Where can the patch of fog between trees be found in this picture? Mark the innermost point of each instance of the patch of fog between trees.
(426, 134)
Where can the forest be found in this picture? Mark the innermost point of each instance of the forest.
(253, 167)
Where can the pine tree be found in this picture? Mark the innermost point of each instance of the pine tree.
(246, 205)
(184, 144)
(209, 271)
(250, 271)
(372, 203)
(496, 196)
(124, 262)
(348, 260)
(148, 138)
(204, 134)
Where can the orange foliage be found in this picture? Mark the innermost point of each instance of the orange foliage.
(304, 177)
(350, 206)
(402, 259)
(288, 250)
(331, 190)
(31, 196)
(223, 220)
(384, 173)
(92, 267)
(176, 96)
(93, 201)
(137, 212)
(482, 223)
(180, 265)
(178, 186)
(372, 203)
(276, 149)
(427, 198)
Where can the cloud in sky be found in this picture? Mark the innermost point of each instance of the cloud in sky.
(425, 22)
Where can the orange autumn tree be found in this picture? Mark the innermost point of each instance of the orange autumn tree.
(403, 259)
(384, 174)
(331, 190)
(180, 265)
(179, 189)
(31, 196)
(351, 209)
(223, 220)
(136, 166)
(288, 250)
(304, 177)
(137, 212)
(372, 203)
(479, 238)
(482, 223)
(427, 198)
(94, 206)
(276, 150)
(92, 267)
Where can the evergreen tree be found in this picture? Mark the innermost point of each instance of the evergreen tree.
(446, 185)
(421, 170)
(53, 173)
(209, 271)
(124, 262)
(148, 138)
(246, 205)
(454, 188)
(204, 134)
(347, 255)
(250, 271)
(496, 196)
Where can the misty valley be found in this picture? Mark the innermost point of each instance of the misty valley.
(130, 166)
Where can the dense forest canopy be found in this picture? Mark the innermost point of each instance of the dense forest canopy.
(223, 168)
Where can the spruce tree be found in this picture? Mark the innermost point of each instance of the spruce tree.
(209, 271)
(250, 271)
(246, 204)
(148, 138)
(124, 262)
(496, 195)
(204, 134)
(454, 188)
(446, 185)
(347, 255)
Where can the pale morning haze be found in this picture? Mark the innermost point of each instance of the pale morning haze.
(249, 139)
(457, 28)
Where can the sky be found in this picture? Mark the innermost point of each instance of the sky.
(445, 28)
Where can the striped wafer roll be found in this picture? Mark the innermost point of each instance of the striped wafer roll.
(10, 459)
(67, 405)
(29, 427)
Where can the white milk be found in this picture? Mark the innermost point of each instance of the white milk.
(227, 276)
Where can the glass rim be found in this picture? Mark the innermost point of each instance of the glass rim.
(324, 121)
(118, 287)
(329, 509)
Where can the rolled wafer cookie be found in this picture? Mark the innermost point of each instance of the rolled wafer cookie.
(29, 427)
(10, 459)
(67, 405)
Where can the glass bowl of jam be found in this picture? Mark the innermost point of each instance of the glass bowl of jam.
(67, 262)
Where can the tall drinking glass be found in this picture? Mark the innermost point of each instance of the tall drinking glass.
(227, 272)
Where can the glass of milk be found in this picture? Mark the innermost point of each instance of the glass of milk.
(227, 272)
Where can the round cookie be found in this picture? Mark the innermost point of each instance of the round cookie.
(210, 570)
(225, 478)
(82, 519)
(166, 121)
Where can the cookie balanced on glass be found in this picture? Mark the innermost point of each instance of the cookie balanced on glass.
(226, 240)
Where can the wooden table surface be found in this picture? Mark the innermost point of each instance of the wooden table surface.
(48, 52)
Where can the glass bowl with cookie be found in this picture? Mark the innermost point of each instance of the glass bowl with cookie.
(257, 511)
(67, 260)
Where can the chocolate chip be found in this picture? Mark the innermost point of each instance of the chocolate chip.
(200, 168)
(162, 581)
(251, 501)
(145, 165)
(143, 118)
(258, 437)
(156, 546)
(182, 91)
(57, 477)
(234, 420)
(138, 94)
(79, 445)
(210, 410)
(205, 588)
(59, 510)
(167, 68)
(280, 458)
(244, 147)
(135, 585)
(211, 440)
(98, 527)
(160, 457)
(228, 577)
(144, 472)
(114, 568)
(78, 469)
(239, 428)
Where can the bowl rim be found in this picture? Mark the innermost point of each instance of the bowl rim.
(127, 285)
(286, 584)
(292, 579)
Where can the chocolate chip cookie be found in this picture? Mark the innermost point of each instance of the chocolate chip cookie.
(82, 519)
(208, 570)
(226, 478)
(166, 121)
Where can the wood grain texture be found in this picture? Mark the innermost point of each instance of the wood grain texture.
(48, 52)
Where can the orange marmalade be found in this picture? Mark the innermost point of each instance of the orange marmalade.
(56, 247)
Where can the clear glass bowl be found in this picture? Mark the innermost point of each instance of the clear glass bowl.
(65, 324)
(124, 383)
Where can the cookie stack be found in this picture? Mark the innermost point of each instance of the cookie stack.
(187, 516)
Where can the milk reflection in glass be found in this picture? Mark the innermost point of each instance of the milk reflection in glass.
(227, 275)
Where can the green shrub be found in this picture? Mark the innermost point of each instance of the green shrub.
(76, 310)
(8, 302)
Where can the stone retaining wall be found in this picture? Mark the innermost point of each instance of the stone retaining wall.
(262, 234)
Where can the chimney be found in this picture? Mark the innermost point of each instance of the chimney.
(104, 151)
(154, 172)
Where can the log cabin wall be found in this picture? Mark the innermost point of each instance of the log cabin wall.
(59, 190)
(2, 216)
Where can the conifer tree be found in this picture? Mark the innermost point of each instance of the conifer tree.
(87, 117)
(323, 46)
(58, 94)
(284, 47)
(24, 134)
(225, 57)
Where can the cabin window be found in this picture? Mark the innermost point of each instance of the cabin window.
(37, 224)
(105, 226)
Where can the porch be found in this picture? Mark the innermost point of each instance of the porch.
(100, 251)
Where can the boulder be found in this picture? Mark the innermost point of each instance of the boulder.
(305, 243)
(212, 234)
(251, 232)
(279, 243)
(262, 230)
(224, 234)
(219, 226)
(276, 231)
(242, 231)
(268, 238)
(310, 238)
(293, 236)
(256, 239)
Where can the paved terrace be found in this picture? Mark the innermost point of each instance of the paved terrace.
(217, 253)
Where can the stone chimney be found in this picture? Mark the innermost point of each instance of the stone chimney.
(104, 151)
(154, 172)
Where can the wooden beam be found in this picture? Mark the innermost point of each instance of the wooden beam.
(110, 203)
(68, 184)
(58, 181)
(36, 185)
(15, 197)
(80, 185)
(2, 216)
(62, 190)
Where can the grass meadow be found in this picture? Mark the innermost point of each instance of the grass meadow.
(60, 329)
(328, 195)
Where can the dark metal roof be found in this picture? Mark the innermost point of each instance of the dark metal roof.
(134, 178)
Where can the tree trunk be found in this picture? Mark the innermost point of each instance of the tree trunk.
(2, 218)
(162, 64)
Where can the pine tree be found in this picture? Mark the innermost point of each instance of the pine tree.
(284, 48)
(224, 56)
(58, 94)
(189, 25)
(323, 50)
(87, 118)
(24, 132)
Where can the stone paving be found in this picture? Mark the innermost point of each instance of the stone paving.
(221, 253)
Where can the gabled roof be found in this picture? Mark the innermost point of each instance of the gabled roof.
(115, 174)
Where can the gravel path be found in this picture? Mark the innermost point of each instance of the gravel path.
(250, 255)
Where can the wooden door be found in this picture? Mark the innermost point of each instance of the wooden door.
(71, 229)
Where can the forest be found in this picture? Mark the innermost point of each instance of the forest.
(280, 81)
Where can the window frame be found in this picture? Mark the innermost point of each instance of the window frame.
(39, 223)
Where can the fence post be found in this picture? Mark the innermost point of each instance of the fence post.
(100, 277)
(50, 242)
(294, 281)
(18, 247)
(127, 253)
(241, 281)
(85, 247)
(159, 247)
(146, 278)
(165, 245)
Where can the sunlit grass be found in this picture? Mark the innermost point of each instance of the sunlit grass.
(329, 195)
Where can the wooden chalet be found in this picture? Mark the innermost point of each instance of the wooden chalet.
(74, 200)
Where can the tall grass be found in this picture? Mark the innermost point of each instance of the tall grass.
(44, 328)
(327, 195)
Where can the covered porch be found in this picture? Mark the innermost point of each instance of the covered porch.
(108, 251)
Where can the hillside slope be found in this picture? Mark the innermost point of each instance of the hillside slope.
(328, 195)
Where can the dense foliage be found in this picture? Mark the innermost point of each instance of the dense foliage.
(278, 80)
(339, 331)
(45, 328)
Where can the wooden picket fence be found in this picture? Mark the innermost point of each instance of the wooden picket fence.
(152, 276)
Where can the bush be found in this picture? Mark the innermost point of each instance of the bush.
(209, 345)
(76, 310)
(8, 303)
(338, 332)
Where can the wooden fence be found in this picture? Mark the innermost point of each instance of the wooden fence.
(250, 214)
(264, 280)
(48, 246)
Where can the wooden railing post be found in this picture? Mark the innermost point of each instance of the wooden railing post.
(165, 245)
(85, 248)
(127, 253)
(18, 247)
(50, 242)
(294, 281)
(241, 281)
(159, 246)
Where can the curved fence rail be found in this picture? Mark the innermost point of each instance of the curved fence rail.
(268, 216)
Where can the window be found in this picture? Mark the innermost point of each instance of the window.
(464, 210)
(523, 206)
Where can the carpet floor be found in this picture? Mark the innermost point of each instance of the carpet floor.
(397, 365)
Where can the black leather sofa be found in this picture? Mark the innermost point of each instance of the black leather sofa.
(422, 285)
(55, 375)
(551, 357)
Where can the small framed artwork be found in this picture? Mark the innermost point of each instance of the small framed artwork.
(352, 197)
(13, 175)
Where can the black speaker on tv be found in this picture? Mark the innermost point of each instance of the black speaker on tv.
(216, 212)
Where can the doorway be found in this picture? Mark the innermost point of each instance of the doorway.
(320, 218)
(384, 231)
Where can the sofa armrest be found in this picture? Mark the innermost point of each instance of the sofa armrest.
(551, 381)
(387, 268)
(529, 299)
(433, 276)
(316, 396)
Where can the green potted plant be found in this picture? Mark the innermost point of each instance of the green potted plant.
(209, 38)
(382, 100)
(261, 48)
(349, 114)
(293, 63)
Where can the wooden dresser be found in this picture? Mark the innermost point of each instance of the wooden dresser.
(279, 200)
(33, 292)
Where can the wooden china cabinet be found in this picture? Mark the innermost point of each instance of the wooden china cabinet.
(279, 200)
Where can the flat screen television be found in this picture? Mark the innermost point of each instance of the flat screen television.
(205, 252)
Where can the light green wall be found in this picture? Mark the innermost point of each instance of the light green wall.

────────────────────────────────────────

● Problem description
Starting with the line that contains "Where can the black leather", write out each line through the end of the listing, exactly as it appears, and include nothing else.

● Result for this task
Where can the black leather sofa be found in this picture? Mark the innermost point of each instance of the black leather sofa.
(422, 285)
(55, 375)
(551, 357)
Where can the small framed artwork be found in this picture? Mark the innermost point of each instance of the small framed artwork.
(352, 197)
(13, 175)
Where can the black speaker on tv be found in this picture? Mark the innermost point of each instance of the black speaker on tv.
(216, 212)
Where can the doorway be found in this picture? Mark the innermost point of each instance of the doorway.
(320, 218)
(384, 231)
Where can the sofa armrest be found in this picture? Mark the innermost point of each instance of the sofa armrest.
(551, 381)
(387, 268)
(529, 299)
(433, 276)
(316, 396)
Where can the green potted plant be found in this picture? Mark the innermost point of each instance of the green potted plant.
(209, 38)
(382, 100)
(261, 48)
(349, 114)
(293, 63)
Where can the wooden dresser be found in this picture? Mark the innermost point of each instance of the wooden dresser.
(279, 200)
(33, 292)
Where can the wooden china cabinet be found in this picture? Mark the innermost point of each instance of the wooden china cabinet.
(279, 200)
Where can the flat screen television be found in this picture? Mark the innermost point of each instance of the flat screen television.
(205, 252)
Where can the light green wall be found in this picture? Mark the innermost point of each instance of the light green wall.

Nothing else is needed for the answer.